Items listed in a dataset:
────────────────────

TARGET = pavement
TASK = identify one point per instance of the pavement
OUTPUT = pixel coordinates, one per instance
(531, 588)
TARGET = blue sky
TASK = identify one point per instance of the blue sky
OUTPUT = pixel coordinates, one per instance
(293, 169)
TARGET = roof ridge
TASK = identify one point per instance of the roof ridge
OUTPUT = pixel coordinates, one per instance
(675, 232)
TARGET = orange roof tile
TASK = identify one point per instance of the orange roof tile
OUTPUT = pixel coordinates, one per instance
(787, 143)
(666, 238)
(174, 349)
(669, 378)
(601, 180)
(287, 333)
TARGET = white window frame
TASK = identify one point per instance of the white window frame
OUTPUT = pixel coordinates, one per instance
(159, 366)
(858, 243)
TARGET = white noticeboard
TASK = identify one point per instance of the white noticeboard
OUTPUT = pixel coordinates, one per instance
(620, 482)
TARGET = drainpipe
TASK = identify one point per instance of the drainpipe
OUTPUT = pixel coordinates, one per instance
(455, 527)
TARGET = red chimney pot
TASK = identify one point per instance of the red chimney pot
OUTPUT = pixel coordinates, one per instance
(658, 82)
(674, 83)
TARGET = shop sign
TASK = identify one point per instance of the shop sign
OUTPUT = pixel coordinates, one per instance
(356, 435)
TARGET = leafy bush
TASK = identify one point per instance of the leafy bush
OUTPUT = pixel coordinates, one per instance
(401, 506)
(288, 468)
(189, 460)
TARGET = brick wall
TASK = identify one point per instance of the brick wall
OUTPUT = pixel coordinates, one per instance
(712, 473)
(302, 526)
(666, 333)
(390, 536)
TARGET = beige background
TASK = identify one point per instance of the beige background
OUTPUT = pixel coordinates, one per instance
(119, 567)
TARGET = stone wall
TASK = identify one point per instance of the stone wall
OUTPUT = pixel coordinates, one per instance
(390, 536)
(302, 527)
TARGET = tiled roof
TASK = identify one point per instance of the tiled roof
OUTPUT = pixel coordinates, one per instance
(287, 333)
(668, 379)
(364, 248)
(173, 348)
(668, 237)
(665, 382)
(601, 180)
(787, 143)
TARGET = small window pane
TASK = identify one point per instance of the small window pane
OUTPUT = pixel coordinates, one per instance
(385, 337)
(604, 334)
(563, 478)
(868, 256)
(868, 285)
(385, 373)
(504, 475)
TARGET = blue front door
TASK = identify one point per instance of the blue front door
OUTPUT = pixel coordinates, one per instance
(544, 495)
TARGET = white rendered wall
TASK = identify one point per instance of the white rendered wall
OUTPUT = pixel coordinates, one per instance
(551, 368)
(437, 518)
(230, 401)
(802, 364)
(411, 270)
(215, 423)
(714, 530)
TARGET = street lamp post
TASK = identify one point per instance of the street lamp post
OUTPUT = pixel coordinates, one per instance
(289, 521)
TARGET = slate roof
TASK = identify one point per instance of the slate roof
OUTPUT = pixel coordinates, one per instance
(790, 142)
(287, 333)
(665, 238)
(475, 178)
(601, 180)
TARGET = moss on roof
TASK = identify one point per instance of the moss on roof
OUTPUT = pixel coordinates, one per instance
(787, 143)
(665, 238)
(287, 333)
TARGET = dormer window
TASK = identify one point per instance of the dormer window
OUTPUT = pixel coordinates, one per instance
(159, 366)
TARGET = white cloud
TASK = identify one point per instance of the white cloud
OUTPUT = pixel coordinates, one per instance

────────────────────

Assignment: Reproduce all of the entries above verbatim.

Answer to this task:
TARGET = pavement
TASK = identify one point per instance of the pavement
OUTPUT = pixel coordinates, one per instance
(531, 588)
TARGET = blue sky
TASK = identify one point per instance of the blue sky
OUTPUT = pixel coordinates, one per instance
(293, 169)
TARGET = roof ridge
TASK = identify one point per instance of the roof ridge
OUTPUT = pixel coordinates, one per instance
(675, 232)
TARGET = orange roof tile
TASK = identify one point per instance of the orange roof tile
OUTPUT = pixel coordinates, one per instance
(787, 143)
(666, 238)
(174, 349)
(669, 378)
(601, 180)
(287, 333)
TARGET = white window frame
TASK = identify one point per instance of the white window frame
OUTPUT = pixel coordinates, one per instance
(159, 366)
(858, 243)
TARGET = white noticeboard
TASK = identify one point per instance of the white noticeboard
OUTPUT = pixel coordinates, one per instance
(620, 482)
TARGET = drainpipe
TASK = identify one point per instance of the drainpipe
OUTPUT = pixel coordinates, one per instance
(455, 527)
TARGET = red chimney pot
TASK = identify one point per instance of the red chimney pot
OUTPUT = pixel coordinates, one per instance
(658, 82)
(674, 83)
TARGET = shop sign
TASK = identify one point per instance of the shop sign
OUTPUT = pixel coordinates, one per instance
(356, 435)
TARGET = leafy bush
TASK = identify one point per instance of the leafy bush
OUTPUT = pixel coordinates, one per instance
(401, 506)
(288, 468)
(189, 460)
TARGET = brick wall
TASK = identify one point per instance of the brick wall
OUTPUT = pixel coordinates, one per instance
(712, 473)
(302, 526)
(666, 333)
(390, 536)
TARGET = beige background
TASK = identify one point per instance of the beige background
OUTPUT = pixel coordinates, one per instance
(119, 567)
TARGET = stone wall
TASK = identify one point per instance of the stone wall
OUTPUT = pixel coordinates, one per instance
(390, 536)
(302, 527)
TARGET = tiled roof
TASK = identify one point per instance of the tiled roof
OUTPUT = pixel coordinates, one per instance
(287, 333)
(668, 379)
(364, 248)
(173, 348)
(668, 237)
(665, 382)
(601, 180)
(787, 143)
TARGET = small window pane
TASK = identify one point per instance of the small window pane
OUTPUT = pixel coordinates, one per instance
(385, 337)
(604, 334)
(563, 478)
(868, 256)
(868, 285)
(385, 373)
(504, 475)
TARGET = blue front door
TASK = identify one point per instance of the blue front door
OUTPUT = pixel coordinates, one per instance
(544, 495)
TARGET = white rendered wall
TASK = identify one point per instance of the white rendered wall
OUTPUT = pixel coordinates, one per instance
(551, 368)
(437, 518)
(230, 401)
(802, 364)
(411, 270)
(215, 423)
(714, 530)
TARGET = street lamp post
TASK = identify one point per instance of the street lamp post
OUTPUT = pixel coordinates, one per instance
(289, 521)
TARGET = slate roof
TASK = identify one point per instance of the slate roof
OUTPUT = pixel coordinates, one per instance
(790, 142)
(287, 333)
(665, 238)
(475, 178)
(601, 180)
TARGET = moss on roof
TASK = identify one point per instance of the moss on roof
OUTPUT = pixel coordinates, one per instance
(787, 143)
(665, 238)
(287, 333)
TARGET = dormer window
TASK = identify one point per instance of the dormer window
OUTPUT = pixel coordinates, one per instance
(159, 366)
TARGET = white cloud
TASK = identify one point per instance of the white cloud
OUTPUT = pixel coordinates, one per instance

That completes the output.